_WHAT TO WORK ON:_ Reproduce this listing in full.

_Stored dataset items:_
..........
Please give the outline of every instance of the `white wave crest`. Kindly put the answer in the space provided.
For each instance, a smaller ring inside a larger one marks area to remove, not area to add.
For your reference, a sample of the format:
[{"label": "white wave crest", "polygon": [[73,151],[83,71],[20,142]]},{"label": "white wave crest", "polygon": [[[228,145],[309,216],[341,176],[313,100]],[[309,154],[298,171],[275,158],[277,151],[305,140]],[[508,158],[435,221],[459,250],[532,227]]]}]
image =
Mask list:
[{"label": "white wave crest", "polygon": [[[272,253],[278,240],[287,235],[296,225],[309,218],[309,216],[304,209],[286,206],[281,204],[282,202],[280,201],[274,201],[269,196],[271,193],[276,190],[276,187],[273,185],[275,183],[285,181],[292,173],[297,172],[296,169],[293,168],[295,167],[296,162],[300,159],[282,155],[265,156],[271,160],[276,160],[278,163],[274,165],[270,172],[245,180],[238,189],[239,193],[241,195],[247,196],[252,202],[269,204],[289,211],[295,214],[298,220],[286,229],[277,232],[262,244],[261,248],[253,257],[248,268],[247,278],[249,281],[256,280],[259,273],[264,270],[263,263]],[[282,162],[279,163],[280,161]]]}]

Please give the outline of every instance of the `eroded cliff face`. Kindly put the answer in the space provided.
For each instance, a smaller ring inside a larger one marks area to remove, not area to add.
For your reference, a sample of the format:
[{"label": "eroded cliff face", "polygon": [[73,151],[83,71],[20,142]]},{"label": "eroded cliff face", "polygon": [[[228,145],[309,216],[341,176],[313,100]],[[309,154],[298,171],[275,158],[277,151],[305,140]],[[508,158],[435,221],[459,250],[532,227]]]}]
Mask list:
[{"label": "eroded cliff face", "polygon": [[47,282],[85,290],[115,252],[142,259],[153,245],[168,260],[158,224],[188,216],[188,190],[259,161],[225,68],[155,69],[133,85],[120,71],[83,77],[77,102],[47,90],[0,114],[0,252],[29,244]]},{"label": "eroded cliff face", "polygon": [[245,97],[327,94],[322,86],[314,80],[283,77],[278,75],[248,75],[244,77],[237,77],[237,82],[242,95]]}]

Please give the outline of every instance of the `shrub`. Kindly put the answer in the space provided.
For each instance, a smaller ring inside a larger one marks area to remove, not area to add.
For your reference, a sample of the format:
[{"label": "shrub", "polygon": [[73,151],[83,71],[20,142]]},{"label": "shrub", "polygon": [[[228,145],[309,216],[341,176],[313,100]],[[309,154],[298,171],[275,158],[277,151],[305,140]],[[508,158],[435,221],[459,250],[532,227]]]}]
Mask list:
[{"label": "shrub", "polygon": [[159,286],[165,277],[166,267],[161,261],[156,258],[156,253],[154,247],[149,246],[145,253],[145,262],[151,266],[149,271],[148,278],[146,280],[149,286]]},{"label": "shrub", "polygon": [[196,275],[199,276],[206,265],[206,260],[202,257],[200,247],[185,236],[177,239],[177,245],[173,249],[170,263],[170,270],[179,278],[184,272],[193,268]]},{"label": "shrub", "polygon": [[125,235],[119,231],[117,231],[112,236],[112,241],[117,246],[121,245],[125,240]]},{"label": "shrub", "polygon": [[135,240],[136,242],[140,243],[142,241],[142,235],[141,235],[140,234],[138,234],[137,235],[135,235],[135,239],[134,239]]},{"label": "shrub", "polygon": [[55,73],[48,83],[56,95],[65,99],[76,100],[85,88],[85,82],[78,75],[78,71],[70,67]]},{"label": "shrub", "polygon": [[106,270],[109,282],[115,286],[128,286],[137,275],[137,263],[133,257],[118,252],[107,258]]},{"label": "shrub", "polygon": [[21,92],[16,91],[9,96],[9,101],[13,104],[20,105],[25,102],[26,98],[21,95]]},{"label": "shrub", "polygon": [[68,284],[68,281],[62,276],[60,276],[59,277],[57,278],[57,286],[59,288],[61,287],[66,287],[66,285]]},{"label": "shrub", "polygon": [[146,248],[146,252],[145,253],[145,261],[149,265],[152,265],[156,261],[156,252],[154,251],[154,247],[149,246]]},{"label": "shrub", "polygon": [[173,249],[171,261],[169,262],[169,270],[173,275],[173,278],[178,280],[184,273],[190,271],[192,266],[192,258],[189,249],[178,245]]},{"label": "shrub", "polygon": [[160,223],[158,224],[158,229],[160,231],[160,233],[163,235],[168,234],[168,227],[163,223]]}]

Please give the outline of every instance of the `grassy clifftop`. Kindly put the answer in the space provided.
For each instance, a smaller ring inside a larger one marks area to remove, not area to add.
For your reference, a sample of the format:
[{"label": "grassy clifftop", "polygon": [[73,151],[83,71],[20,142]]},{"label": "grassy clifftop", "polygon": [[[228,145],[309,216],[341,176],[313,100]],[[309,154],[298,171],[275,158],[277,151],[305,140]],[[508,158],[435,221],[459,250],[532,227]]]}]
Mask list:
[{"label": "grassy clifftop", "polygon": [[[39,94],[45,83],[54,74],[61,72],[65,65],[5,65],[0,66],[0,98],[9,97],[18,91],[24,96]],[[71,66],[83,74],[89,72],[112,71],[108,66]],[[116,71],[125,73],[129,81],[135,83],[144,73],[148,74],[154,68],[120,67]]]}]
..........
_TASK RESULT:_
Please give the outline of every instance of the `white wave crest`. Kindly put the answer in the space provided.
For each instance, a smaller ring inside a larger one marks area to remove, not area to add.
For your reference, a sample of the format:
[{"label": "white wave crest", "polygon": [[73,151],[83,71],[20,142]]},{"label": "white wave crest", "polygon": [[[228,145],[309,216],[341,176],[313,100]],[[309,154],[298,171],[275,158],[277,151],[305,140]],[[508,158],[435,221],[459,250],[532,227]]]}]
image =
Mask list:
[{"label": "white wave crest", "polygon": [[[272,253],[278,240],[287,235],[296,225],[309,218],[309,216],[304,209],[286,206],[281,204],[282,202],[280,201],[274,201],[269,196],[271,193],[276,190],[276,187],[273,185],[275,183],[285,181],[292,173],[297,172],[296,169],[293,168],[295,167],[296,162],[300,159],[282,155],[265,156],[271,160],[276,160],[278,163],[274,165],[270,172],[245,180],[238,189],[239,193],[241,195],[247,196],[252,202],[269,204],[289,211],[295,214],[298,220],[286,229],[277,232],[262,244],[261,248],[253,257],[248,268],[247,278],[249,281],[256,280],[259,273],[264,270],[263,263]],[[282,162],[279,163],[280,161]]]}]

Please give the outline of every instance of the `eroded cliff face`. Kindly put the answer in the space provided.
For each instance, a smaller ring inside a larger one marks area to remove, not area to add.
For your reference, a sample of the format:
[{"label": "eroded cliff face", "polygon": [[73,151],[83,71],[20,142]]},{"label": "eroded cliff face", "polygon": [[[228,145],[309,216],[341,176],[313,100]],[[309,154],[298,171],[275,158],[277,151],[305,140]],[[508,158],[435,221],[459,250],[532,227]]]}]
Mask list:
[{"label": "eroded cliff face", "polygon": [[47,282],[85,290],[115,252],[142,259],[153,245],[168,260],[158,224],[188,216],[188,190],[259,161],[225,68],[155,69],[133,85],[120,71],[83,77],[77,102],[47,90],[0,114],[0,252],[29,244]]},{"label": "eroded cliff face", "polygon": [[245,97],[327,94],[322,86],[314,80],[283,77],[278,75],[248,75],[244,77],[237,77],[237,82],[242,95]]}]

Please give the outline of every instance of the `shrub`. Kindly put the answer in the space provided.
For each instance, a smaller ring inside a larger one marks area to remove, not area to add.
For your reference, a sample of the format:
[{"label": "shrub", "polygon": [[73,151],[83,71],[20,142]]},{"label": "shrub", "polygon": [[[228,145],[309,216],[341,176],[313,100]],[[309,154],[298,171],[275,158],[277,151],[305,140]],[[508,158],[435,221],[459,250],[532,227]]]}]
Mask list:
[{"label": "shrub", "polygon": [[159,286],[165,277],[166,267],[161,261],[156,258],[156,253],[154,247],[149,246],[145,253],[145,262],[151,266],[149,271],[148,278],[146,280],[149,286]]},{"label": "shrub", "polygon": [[196,275],[199,276],[206,265],[206,260],[202,257],[200,247],[185,236],[177,239],[177,245],[173,249],[170,263],[170,270],[179,278],[184,272],[193,268]]},{"label": "shrub", "polygon": [[125,235],[119,231],[117,231],[112,236],[112,241],[117,246],[121,245],[125,240]]},{"label": "shrub", "polygon": [[135,240],[136,242],[140,243],[142,241],[142,235],[141,235],[140,234],[138,234],[137,235],[135,235],[135,239],[134,239]]},{"label": "shrub", "polygon": [[55,73],[48,83],[56,95],[65,99],[76,100],[85,88],[85,82],[78,75],[78,71],[70,67]]},{"label": "shrub", "polygon": [[106,270],[109,282],[115,286],[128,286],[137,275],[137,263],[133,257],[118,252],[107,258]]},{"label": "shrub", "polygon": [[21,92],[16,91],[9,96],[9,101],[13,104],[20,105],[25,102],[26,98],[21,95]]},{"label": "shrub", "polygon": [[68,284],[68,281],[62,276],[60,276],[59,277],[57,278],[57,286],[59,288],[61,287],[66,287],[66,285]]},{"label": "shrub", "polygon": [[146,248],[146,252],[145,253],[145,261],[149,265],[152,265],[156,261],[156,252],[154,251],[154,247],[149,246]]},{"label": "shrub", "polygon": [[173,249],[171,261],[169,262],[169,270],[173,275],[173,278],[178,280],[184,273],[190,271],[192,266],[192,258],[189,249],[178,245]]},{"label": "shrub", "polygon": [[160,223],[158,224],[158,229],[160,231],[160,233],[163,235],[168,234],[168,227],[163,223]]}]

Please give the outline of every instance of the `grassy clifftop`. Kindly put the answer in the space provided.
For each instance, a smaller ring inside a larger one marks area to remove, not area to add.
For your reference, a sample of the format:
[{"label": "grassy clifftop", "polygon": [[73,151],[83,71],[20,142]]},{"label": "grassy clifftop", "polygon": [[[228,145],[309,216],[341,176],[313,100]],[[309,154],[298,171],[275,158],[277,151],[305,140]],[[508,158],[435,221],[459,250],[532,227]]]}]
Mask list:
[{"label": "grassy clifftop", "polygon": [[[39,94],[45,83],[54,74],[61,72],[65,65],[5,65],[0,66],[0,98],[9,97],[18,91],[24,96]],[[71,66],[83,74],[89,72],[112,71],[108,66]],[[116,71],[125,73],[129,81],[135,83],[144,73],[148,74],[154,68],[120,67]]]}]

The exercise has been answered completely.